▶ _Exercise tasks_
(1) In the model train forum thread, what does the truck hit when it is pushed from side to side?
(2) Pick up the model train forum thread after its last post and write what comes next.

▶ _Source_
━━━━━━━━━━

I made a video of the loco running back and forth over that joint at speed step 1 and 3 but I cannot get it to post on this forum. As a matter of fact I cannot even get pictures in a post unless I piggy back them as a quote using the paper clip icon. I did that with the Video and it had me choose a clip and when I clicked "upload" it just said "please wait, uploading image" and after almost two hours I stopped it. There must be an easier way then downloading something to a photo website and then using it's URL to post it here.

The video was shaky and slightly blurry but the movement of the truck is clearly seen 

Anyway putting the loco on my desk and pushing the truck back and forth with a toothpick the truck moves easily from side to side until it hits the stop,. which just happens to be the piston housing.
Looking at it head on one wheel pushes out past the cow catcher showing the wheel and about 1/16 of the axle, it is the same on both sides. The axles have about an 1/8 movement to slide from side to side in the truck and the truck itself has plenty of tilt up and down.

I really appreciate all the suggestions and help and I am gonna go out and do the soldering now


----------



## DonR (Oct 18, 2012)

You can't post videos direct to the Forum. You first upload them to Youtube
and then use the Youtube logo that you see in the header for your post. You
enter the Youtube number in that.

Don


----------



## ggnlars (Aug 6, 2013)

To my eye, the curvature at the joint is the sharpest in the picture. If you have an 18 inch radius curve section, I would hold it over this portion to see how it compares. I find it easy to create this when working with track. This engine is the most sensitive.

━━━━━━━━━━

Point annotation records
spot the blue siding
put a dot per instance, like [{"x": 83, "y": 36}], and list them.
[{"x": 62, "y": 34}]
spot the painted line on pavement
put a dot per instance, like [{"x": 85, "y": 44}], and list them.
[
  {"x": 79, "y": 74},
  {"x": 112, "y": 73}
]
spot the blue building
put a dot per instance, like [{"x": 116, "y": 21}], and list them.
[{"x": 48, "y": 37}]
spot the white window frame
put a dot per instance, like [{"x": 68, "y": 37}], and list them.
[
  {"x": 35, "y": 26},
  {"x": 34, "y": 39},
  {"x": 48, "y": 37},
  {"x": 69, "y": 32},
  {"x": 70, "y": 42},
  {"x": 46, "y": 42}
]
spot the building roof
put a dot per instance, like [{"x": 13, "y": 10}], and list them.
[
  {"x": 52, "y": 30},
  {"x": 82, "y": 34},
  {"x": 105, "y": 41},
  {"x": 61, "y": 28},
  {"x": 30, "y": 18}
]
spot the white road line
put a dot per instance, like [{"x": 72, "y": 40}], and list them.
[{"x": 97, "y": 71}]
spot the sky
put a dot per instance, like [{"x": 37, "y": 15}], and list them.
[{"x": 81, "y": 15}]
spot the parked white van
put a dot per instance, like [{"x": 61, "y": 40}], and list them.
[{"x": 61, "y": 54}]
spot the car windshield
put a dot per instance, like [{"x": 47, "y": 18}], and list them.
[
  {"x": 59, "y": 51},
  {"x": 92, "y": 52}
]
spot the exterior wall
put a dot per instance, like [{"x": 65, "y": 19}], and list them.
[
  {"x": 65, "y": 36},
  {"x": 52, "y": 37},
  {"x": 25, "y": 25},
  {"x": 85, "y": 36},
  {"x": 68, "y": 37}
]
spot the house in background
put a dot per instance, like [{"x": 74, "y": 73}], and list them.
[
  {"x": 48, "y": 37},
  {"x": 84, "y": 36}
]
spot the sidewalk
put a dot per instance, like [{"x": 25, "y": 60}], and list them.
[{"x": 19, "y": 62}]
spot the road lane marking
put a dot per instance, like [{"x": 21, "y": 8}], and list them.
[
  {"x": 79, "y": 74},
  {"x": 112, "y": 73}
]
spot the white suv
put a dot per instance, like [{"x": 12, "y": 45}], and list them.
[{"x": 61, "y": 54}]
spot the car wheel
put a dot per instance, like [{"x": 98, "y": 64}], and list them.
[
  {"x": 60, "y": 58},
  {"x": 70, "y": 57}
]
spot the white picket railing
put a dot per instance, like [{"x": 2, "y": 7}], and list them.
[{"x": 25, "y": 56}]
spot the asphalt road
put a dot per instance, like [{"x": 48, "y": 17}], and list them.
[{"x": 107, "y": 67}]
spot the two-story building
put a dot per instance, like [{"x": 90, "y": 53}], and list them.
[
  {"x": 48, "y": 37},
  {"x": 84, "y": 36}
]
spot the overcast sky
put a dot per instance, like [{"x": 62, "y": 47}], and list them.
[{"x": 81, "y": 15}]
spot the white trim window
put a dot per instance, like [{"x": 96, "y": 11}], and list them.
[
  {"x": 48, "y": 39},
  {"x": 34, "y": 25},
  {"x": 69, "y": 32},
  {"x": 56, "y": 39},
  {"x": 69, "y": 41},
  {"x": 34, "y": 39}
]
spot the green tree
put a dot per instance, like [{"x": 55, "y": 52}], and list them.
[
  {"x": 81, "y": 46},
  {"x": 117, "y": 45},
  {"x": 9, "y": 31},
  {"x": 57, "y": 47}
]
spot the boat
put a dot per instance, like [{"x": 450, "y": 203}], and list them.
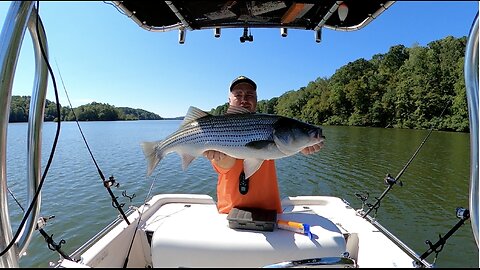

━━━━━━━━━━

▶ _Replies_
(1) The piston housing.

(2)
Larry
www.llxlocomotives.com


----------



## Bkubiak (Oct 20, 2013)

It was a lot easier to solder the joints then to unsolder them, I made a mess, melted some ties and still did not get it right or get it unsoldered, Gonna have to cut out that rail section and replace it, luckily I have a few new 18R sections and I even have some new 22R sections. Right now I just want to play with my new loco and run it some before I tear things up. My other steamers are a 2-8-0 and 2-8-2 and a couple diesels, they run over that rail full speed with no problem's.


----------



## fcwilt (Sep 27, 2013)

Bkubiak said:


> It was a lot easier to solder the joints then to unsolder them, I made a mess, melted some ties and still did not get it right or get it unsoldered, Gonna have to cut out that rail section and replace it, luckily I have a few new 18R sections and I even have some new 22R sections. Right now I just want to play with my new loco and run it some before I tear things up. My other steamers are a 2-8-0 and 2-8-2 and a couple diesels, they run over that rail full speed with no problem's.


Just the same you should strive hard to avoid kinks as exist in that bit of track work you posted photos off.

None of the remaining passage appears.